* **SELECTED EXTRACT**
December 26, 2013

The Disruptor


A few Boxing Day words about one of the country's biggest shippers of things in boxes.

In the Innovator's Dilemma, Clayton Christensen argues that companies tend to put too much emphasis on a successful current business model and fail to anticipate or adopt new technologies that will meet future needs.

This leaves them vulnerable to "disruption from below," competition they ignore because facing it directly would threaten profit margins and require adopting new strategies their long-established business cultures aren't comfortable with.

Paul Thurrott points to this anecdote featured in The Everything Store: Jeff Bezos and the Age of Amazon by Brad Stone as a near-perfect example of a businessman following Clayton Christensen's advice practically to the letter:

In a move straight out of The Innovator's Dilemma, Bezos in 2004 instructed the nascent Kindle team not to be hobbled by concerns about the firm's then-successful book business. "Your job is to kill your own business," Bezos told the man running the Kindle team. "I want you to proceed as if your goal is to put everyone selling physical books out of a job."

* **GIVEN RECORDS**
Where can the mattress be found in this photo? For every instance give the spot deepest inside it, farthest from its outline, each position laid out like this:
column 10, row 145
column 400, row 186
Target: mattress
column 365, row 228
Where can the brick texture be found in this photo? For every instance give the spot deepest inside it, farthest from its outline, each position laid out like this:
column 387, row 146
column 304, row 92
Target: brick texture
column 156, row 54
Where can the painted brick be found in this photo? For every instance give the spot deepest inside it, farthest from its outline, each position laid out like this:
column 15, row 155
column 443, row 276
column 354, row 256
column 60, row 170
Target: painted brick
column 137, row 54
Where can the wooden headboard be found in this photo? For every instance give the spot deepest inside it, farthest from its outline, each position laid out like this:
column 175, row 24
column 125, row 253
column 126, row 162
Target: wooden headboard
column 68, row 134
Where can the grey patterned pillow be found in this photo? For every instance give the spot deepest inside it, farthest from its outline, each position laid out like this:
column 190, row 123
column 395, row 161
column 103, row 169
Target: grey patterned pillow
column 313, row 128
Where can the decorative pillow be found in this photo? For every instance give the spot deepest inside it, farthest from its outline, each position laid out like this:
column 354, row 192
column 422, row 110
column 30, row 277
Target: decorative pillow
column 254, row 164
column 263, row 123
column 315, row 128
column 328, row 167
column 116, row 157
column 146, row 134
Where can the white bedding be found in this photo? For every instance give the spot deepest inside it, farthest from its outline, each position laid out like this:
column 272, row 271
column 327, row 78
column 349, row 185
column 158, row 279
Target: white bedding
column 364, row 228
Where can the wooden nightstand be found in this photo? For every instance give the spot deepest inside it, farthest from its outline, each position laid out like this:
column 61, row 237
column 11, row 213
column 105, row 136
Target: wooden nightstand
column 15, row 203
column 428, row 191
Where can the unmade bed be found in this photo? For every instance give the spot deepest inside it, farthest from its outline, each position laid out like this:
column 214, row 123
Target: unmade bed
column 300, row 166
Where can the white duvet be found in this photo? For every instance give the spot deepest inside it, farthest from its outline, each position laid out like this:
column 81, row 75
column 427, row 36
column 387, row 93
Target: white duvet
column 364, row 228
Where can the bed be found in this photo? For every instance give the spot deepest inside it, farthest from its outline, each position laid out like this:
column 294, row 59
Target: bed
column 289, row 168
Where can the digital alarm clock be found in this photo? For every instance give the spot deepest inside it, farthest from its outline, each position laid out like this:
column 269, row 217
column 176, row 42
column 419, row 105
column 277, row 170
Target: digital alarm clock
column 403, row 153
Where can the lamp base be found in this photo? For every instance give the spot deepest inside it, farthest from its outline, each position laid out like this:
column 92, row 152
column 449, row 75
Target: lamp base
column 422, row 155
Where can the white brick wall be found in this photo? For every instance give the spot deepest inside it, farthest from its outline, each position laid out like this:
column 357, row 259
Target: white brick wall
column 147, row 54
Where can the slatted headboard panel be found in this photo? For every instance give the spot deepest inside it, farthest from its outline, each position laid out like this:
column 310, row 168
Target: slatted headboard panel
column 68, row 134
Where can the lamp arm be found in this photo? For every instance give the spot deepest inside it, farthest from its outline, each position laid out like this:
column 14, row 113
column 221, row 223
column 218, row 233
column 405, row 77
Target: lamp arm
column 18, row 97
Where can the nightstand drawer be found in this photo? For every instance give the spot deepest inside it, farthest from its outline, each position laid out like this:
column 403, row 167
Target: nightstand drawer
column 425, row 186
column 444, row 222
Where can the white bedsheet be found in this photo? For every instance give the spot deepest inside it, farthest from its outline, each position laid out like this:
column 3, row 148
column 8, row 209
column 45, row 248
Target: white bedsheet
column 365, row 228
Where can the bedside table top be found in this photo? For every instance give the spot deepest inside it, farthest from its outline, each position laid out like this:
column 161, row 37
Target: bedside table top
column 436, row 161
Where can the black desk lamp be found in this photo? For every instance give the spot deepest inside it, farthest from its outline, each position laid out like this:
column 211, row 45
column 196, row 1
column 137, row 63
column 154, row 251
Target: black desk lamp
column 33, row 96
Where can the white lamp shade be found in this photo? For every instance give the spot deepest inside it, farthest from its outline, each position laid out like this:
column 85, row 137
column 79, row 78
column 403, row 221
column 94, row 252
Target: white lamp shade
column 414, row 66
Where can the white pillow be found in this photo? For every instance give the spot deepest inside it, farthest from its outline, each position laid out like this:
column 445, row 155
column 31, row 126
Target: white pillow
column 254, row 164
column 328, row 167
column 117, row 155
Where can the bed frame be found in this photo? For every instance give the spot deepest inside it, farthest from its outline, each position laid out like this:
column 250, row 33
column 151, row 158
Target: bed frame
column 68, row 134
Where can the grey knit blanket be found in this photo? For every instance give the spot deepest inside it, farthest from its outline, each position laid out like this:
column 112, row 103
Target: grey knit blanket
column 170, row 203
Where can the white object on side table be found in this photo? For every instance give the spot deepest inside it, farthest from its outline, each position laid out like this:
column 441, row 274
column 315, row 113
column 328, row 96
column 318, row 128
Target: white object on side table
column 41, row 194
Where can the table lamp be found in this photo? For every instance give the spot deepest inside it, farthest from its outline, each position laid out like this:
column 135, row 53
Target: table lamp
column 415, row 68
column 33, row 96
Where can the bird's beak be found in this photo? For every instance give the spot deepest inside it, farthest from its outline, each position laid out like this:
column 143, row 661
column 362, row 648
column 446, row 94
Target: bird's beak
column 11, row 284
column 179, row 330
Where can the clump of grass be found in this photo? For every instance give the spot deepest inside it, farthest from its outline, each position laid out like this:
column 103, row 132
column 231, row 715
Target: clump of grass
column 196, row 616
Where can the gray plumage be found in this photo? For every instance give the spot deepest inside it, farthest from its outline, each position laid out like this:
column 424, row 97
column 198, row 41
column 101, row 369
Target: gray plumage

* **EXERCISE**
Please return the Disruptor post above in full, word for word, from its date through the closing quotation.

* **COMPLETED EXERCISE**
December 26, 2013

The Disruptor


A few Boxing Day words about one of the country's biggest shippers of things in boxes.

In the Innovator's Dilemma, Clayton Christensen argues that companies tend to put too much emphasis on a successful current business model and fail to anticipate or adopt new technologies that will meet future needs.

This leaves them vulnerable to "disruption from below," competition they ignore because facing it directly would threaten profit margins and require adopting new strategies their long-established business cultures aren't comfortable with.

Paul Thurrott points to this anecdote featured in The Everything Store: Jeff Bezos and the Age of Amazon by Brad Stone as a near-perfect example of a businessman following Clayton Christensen's advice practically to the letter:

In a move straight out of The Innovator's Dilemma, Bezos in 2004 instructed the nascent Kindle team not to be hobbled by concerns about the firm's then-successful book business. "Your job is to kill your own business," Bezos told the man running the Kindle team. "I want you to proceed as if your goal is to put everyone selling physical books out of a job."